» **CONSEGNA**: Ricopia dall'articolo sulla democrazia locale il tratto che va da "Ma quanto resiste" fino a "compiti dello Stato." incluso.

» **ESTRATTO FORNITO**:
--

La democrazia locale tra retorica e realtà

Nei Comuni i partiti hanno ancora qualche giorno per mettere a punto le liste in vista del rinnovo dei poteri locali del 14 aprile. Lunedì prossimo scadrà il termine per la presentazione delle candidature che diventeranno definitive il 5 febbraio. Tre anni fa, posticipate di un anno le elezioni del 2020 a seguito del Coronavirus con decisione governativa quando già era in corso il voto per corrispondenza, la campagna fu anomala, condizionata ancora dalle restrizioni per contrastare la pandemia e in un clima sospeso e stanco poco favorevole a grandi sussulti politici. Questa volta si torna alla piena normalità, dopo una legislatura breve ma anche intensa, segnata dall’improvvisa morte del sindaco di Lugano Marco Borradori a cui è subentrato Michele Foletti. È del resto in riva al Ceresio – anche se partenze eccellenti (come a Locarno) e situazioni di possibili cambiamenti ve ne sono diverse – che il 14 aprile si giocherà la partita più interessante di queste elezioni, in particolare con l’entrata in scena dell’«avantista» Amalia Mirante, che pesca voti non solo nel PS indebolito, e molto probabilmente del presidente nazionale dimissionario dell’UDC Marco Chiesa che, al di là delle rassicurazioni di fedeltà ai patti, potrebbe cambiare gli equilibri dell’alleanza con la Lega. Nel rinnovo dei poteri locali più dei partiti sono comunque le qualità personali dei candidati a fare la differenza perché nel livello istituzionale più vicino al cittadino c’è un contatto più diretto tra amministratori e amministrati e la cosiddetta politica di prossimità si fonda non su filosofie ideologiche astratte ma su scelte concrete che toccano direttamente la quotidianità delle persone, la qualità della vita. Cinquanta metri di marciapiede contano più di cinquanta pagine di programma politico.
Ma quanto resiste ancora nella realtà questa politica di prossimità e quanto è invece mitizzata dalla retorica sulla sussidiarietà e sul rilancio della democrazia locale di fronte al groviglio condizionante dei rapporti con l’ente istituzionale superiore? Una risposta avrebbe dovuto venire dalla riforma Ticino 2020, voluta con l’obiettivo di tentare nuovamente di mettere ordine nel ginepraio di competenze e flussi finanziari tra Cantone e Comuni, che tuttavia, dopo otto anni di lavori, si è rivelata un flop, senza risolvere alcuni nodi centrali dei contributi perequativi, vittima anche delle smisurate ambizioni iniziali e simile, nell’epilogo prevedibile, all’altra famigerata incompiuta per molti aspetti collegata: la revisione dei compiti dello Stato.

--

» **DATI GREZZI**:
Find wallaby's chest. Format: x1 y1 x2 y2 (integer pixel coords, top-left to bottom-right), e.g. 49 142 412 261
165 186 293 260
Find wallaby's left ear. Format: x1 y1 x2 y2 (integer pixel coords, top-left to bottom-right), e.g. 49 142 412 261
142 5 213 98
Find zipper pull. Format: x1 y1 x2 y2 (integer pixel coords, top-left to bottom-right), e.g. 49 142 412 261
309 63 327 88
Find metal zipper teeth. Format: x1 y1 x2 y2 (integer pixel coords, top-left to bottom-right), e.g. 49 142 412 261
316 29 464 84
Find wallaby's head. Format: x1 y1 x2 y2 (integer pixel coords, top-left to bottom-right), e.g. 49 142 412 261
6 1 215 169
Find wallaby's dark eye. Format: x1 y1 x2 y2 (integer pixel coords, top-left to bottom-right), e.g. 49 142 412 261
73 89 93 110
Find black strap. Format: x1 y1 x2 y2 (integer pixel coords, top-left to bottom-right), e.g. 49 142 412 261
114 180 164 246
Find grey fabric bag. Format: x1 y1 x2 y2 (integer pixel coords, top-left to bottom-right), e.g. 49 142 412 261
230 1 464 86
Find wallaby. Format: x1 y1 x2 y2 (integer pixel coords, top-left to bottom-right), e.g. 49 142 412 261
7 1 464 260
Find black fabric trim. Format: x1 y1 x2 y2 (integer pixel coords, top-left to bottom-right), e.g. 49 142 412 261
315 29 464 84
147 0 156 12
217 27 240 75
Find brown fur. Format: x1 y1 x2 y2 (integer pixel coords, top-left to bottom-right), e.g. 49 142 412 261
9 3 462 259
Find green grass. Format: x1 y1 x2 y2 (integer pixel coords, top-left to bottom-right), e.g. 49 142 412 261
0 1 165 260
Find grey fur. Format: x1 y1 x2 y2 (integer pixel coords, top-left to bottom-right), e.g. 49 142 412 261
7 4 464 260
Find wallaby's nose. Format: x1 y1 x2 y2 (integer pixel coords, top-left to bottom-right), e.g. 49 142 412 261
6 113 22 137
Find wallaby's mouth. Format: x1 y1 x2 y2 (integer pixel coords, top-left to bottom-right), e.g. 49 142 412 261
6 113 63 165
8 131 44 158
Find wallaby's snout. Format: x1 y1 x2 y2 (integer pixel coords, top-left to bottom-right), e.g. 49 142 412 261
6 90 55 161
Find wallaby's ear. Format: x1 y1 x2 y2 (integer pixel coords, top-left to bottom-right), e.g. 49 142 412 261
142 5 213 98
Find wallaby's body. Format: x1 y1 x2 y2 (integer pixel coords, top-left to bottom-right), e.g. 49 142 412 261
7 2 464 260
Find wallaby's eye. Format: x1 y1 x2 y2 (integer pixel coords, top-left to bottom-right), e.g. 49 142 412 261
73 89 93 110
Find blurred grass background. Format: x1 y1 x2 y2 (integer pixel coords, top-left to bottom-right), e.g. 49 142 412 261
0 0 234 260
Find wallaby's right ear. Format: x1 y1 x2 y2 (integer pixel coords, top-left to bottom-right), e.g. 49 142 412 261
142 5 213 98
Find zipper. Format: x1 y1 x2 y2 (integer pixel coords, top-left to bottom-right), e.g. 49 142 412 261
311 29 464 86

--

» **RISULTATO ATTESO**:
Ma quanto resiste ancora nella realtà questa politica di prossimità e quanto è invece mitizzata dalla retorica sulla sussidiarietà e sul rilancio della democrazia locale di fronte al groviglio condizionante dei rapporti con l’ente istituzionale superiore? Una risposta avrebbe dovuto venire dalla riforma Ticino 2020, voluta con l’obiettivo di tentare nuovamente di mettere ordine nel ginepraio di competenze e flussi finanziari tra Cantone e Comuni, che tuttavia, dopo otto anni di lavori, si è rivelata un flop, senza risolvere alcuni nodi centrali dei contributi perequativi, vittima anche delle smisurate ambizioni iniziali e simile, nell’epilogo prevedibile, all’altra famigerata incompiuta per molti aspetti collegata: la revisione dei compiti dello Stato.